(Recorded data)
Start of Block

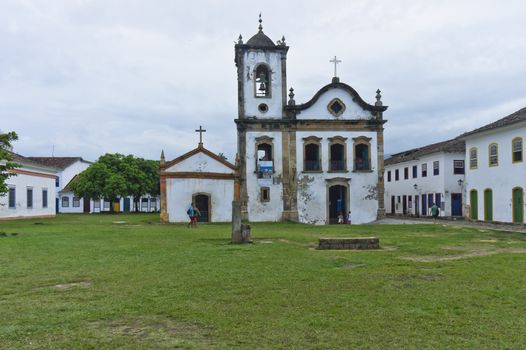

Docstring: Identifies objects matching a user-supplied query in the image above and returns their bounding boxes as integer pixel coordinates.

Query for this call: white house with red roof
[0,152,58,220]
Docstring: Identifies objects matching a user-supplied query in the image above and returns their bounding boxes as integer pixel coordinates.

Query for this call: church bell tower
[234,15,289,119]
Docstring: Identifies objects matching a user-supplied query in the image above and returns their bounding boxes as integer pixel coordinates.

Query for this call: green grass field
[1,214,525,349]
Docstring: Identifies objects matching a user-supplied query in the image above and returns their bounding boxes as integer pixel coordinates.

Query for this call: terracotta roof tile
[385,139,465,166]
[460,107,526,138]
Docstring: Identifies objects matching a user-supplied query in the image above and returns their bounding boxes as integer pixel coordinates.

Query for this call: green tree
[0,132,19,197]
[70,153,159,213]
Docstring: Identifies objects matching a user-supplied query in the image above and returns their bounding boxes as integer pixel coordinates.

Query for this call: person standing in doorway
[347,210,352,224]
[431,203,440,224]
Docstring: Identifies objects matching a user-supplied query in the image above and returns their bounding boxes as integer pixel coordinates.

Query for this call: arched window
[353,136,372,171]
[469,147,478,169]
[303,136,322,172]
[255,136,274,180]
[254,64,271,98]
[512,137,523,163]
[328,136,347,172]
[488,143,498,167]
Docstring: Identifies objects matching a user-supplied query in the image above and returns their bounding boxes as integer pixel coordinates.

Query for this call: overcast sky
[1,0,525,162]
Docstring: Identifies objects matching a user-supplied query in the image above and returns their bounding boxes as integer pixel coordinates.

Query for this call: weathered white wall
[242,50,283,118]
[166,178,234,222]
[245,131,283,221]
[166,152,232,173]
[465,123,526,223]
[0,169,56,219]
[59,160,90,192]
[384,152,465,217]
[296,89,374,120]
[296,131,378,224]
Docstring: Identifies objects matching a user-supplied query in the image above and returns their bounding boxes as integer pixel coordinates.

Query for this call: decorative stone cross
[195,125,206,147]
[329,56,342,77]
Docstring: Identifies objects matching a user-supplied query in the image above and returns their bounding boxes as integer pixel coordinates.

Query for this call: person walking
[430,203,440,224]
[191,202,201,228]
[347,210,352,224]
[186,203,195,228]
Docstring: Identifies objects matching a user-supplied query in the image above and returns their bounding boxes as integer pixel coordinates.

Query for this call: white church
[160,18,387,225]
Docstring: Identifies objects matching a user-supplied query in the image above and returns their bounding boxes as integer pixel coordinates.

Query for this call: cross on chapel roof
[195,125,206,148]
[330,56,342,78]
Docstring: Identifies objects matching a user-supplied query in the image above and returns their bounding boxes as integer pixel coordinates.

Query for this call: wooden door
[484,189,493,222]
[513,187,524,223]
[470,190,478,220]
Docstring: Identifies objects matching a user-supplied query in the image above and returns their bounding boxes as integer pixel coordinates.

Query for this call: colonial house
[27,157,92,213]
[234,18,387,224]
[459,107,525,224]
[0,152,58,220]
[384,138,466,217]
[27,156,160,214]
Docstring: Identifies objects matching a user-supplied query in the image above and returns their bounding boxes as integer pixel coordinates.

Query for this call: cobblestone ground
[375,216,526,233]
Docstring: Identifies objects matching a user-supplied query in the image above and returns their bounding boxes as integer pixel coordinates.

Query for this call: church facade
[160,20,387,224]
[234,20,388,224]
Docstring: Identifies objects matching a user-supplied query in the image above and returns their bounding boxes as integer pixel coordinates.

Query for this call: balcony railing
[304,160,321,171]
[354,159,371,171]
[329,160,346,171]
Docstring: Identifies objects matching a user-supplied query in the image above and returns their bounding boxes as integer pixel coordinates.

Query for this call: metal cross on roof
[195,125,206,147]
[330,56,342,78]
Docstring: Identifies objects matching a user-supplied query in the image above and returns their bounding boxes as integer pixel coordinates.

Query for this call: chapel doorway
[194,194,210,223]
[328,185,347,224]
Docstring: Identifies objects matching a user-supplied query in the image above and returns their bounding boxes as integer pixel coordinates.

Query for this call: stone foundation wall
[318,237,380,250]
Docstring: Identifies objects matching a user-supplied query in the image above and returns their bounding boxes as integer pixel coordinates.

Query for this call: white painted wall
[245,131,283,221]
[464,123,526,223]
[242,50,283,118]
[296,131,378,224]
[296,88,374,120]
[166,152,232,173]
[384,152,465,217]
[166,178,234,222]
[59,160,90,192]
[0,169,56,219]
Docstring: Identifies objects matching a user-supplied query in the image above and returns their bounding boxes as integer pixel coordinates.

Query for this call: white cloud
[1,0,525,161]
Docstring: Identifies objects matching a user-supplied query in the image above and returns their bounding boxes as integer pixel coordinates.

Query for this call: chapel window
[329,137,347,171]
[433,161,439,175]
[260,187,270,202]
[353,137,371,171]
[512,137,523,163]
[303,136,322,172]
[255,64,271,97]
[255,136,274,180]
[470,148,478,169]
[489,143,498,167]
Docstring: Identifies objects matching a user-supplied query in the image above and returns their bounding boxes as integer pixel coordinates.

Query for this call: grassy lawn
[1,214,525,349]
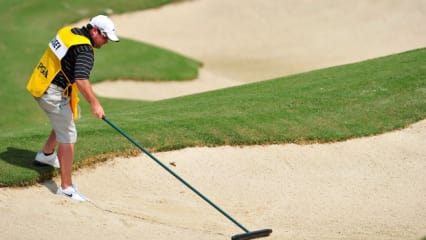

End of Block

* What this task involves
Leaving out the pictures, print every record exactly as written.

* Written reply
Docstring: Identifies objects matching a user-supplied query in the image above and returns their bounding boxes as integer pixel coordinates.

Query for this call: white house with red roof
[0,152,58,220]
Docstring: Identifies objects matching a user-supplied query in the image above and returns their bounding boxes as integer pixel coordinates.

Query for this call: church bell tower
[234,15,289,119]
Docstring: Identifies objects matching a user-supplied query in the image above and returns their bounding boxes as integer pixel coordinates.

Query for this call: green grass field
[1,214,525,349]
Docstring: Identifies objects matching a user-supplied query in the image above and returns their bounding boxes as integer pixel coordinates.

Query for this call: terracotta roof tile
[385,139,465,166]
[460,107,526,138]
Docstring: Identifies objects matching a user-supplied query in the image above and returns their bounding boxes as integer pixel coordinates.

Query for this call: green tree
[0,132,19,197]
[70,153,159,213]
Docstring: Identifies objects matching a user-supplied query in the image above and returns their bounding boxes as integer pixel coordinates.

Query for this call: person standing in doorway
[347,210,352,224]
[431,203,440,224]
Docstring: Identifies objects matching a user-supplied query in the image above and returns their bounding boxes as integer pixel coordinates.

Query for this call: arched window
[353,136,372,171]
[469,147,478,169]
[303,136,322,172]
[255,136,274,180]
[254,64,271,98]
[512,137,523,163]
[328,136,347,172]
[488,143,498,167]
Docstring: Identifies objects matching a user-supplied query in the image above and returns their bounding boxes as integer pixel coordinates.

Query for this call: overcast sky
[1,0,525,162]
Docstring: Identifies objects matching a user-supplied query in the image above and returns their bounding boxes as integer pixel coordinates.

Query for this call: weathered white wall
[242,50,283,118]
[166,178,234,222]
[245,131,283,221]
[166,152,232,173]
[465,123,526,223]
[0,169,56,219]
[59,160,90,192]
[384,152,465,217]
[296,89,374,120]
[296,131,378,224]
Docstring: Identifies objects matching a user-supplied query in the image above and returns their bounding boxes as integer pixel coordinates.

Query for this call: decorative stone cross
[195,125,206,147]
[329,56,342,77]
Docstring: Identifies objects matching a user-supplied query in the image above and returns their bounding boxes as integer pixel coordinates.

Query for this call: person walking
[430,203,440,224]
[191,202,201,228]
[347,210,352,224]
[186,203,195,228]
Docstring: Identifies objects matching a user-supplied query in the image above and returns their bounding boxes as integer pixel coordinates.

Query for this call: white church
[160,18,387,225]
Docstring: Identifies objects matching a user-supplied query in the image above and returns their bounding boxes as integer pixel coordinates.

Query for this call: cross on chapel roof
[195,125,206,148]
[330,56,342,78]
Docstring: Identifies objects matching a user-supplied query in the image above and returns their bounding boxes as integer pixel coordinates.

Query for this call: wooden door
[484,189,493,222]
[513,187,524,223]
[470,190,478,220]
Docstring: Identifies objects matching a user-supplied query in the image above and returns their bounding boxes as integer pixel coordinates.

Query for this call: colonial house
[27,157,92,213]
[234,18,387,224]
[459,107,525,224]
[0,152,58,220]
[384,138,466,217]
[27,156,160,214]
Docstring: Identifies objects matching a user-supplied query in the image above and returns their bounding boxes as integer pixel coordinates.

Query for this call: cobblestone ground
[375,216,526,233]
Docstring: Identifies objects matching a user-supplied query in the image above and returns their bounding boxes as integer pixel coordinates.

Query for this call: church facade
[160,20,387,224]
[234,20,388,224]
Docstring: Identifies objects matching a user-supplied query in the image above and returns their bounding boxes as integer pixel coordinates.

Query for this call: balcony railing
[304,160,321,171]
[354,159,371,171]
[329,160,346,171]
Docstring: Identifies objects matching a user-supplied query in the image above and returns their bounding boxes as integer pixel coordinates.

Query for this call: metal cross on roof
[195,125,206,147]
[330,56,342,78]
Docstring: Identifies objects matching a user-supplied query in the image above and returns their bounding boxes as integer pixel coordinates.

Query for this call: chapel doorway
[194,194,210,223]
[328,185,347,224]
Docstring: Identifies objects matching a user-supplied query in the image above and returns their bounding boxes as integer pixel coordinates.

Query for this call: stone foundation wall
[318,237,380,250]
Docstring: Identifies objects matching a user-supplied query in the image above and returns their bounding boxes as integer pixel coordinates.

Query for this call: white painted wall
[245,131,283,221]
[464,123,526,223]
[242,50,283,118]
[296,131,378,224]
[296,88,374,120]
[166,152,232,173]
[384,152,465,217]
[166,178,234,222]
[59,160,90,192]
[0,169,56,219]
Docstring: Identifies objects matching a user-supplied query in the image above and returns their bounding boxes as integer pixel coordinates.

Query for this call: white cloud
[1,0,525,161]
Docstring: Identifies objects matching a user-supplied query in the image above and returns their bounding boxes as integer pixel coordinates.

Query for this call: chapel window
[329,137,347,171]
[433,161,439,175]
[260,187,270,202]
[353,137,371,171]
[512,137,523,163]
[303,136,322,172]
[255,64,271,97]
[255,136,274,180]
[470,148,478,169]
[489,143,498,167]
Docstring: Identifies objects matching a user-supplied query in the image above and returns their bounding boxes as integer pixel coordinates.

Query for this call: grassy lawn
[1,214,525,349]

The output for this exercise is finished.